THE EXERCISE: Select every line in the rows below that contains the word "neon", and copy each one out. Case counts, so match capital and lowercase letters as given.
══ PROVIDED MATERIAL
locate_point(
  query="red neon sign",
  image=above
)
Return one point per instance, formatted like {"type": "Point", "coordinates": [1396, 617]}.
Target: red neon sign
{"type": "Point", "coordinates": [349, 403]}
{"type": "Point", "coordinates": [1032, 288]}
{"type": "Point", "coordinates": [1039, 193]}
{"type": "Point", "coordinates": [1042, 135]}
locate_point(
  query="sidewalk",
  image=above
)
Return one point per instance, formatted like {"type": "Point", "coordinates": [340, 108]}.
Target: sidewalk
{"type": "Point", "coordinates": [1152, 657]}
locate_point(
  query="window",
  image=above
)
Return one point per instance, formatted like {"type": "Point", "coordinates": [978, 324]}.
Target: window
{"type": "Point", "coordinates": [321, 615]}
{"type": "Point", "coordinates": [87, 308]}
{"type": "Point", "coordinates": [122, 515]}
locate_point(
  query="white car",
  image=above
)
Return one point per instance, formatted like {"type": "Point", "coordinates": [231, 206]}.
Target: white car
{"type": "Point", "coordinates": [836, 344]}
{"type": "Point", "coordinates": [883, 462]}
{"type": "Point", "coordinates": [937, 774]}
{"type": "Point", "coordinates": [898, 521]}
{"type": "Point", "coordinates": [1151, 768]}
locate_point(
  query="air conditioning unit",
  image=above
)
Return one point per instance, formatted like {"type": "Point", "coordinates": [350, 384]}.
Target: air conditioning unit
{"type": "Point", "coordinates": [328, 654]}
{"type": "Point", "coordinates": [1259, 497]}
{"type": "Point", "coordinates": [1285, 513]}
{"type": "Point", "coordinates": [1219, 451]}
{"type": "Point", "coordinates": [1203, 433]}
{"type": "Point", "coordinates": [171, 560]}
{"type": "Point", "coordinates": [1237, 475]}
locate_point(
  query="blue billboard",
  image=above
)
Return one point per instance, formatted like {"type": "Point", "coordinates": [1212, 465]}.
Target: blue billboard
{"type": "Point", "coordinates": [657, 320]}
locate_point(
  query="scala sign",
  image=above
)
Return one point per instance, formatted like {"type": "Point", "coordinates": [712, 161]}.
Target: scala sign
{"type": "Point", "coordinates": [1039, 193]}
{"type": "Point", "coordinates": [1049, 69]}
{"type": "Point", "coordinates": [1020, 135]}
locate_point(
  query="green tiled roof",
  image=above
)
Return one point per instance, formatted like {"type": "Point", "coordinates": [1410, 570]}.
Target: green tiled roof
════
RESPONSE TO THIS EXERCISE:
  query="red neon sign",
Target: red neon sign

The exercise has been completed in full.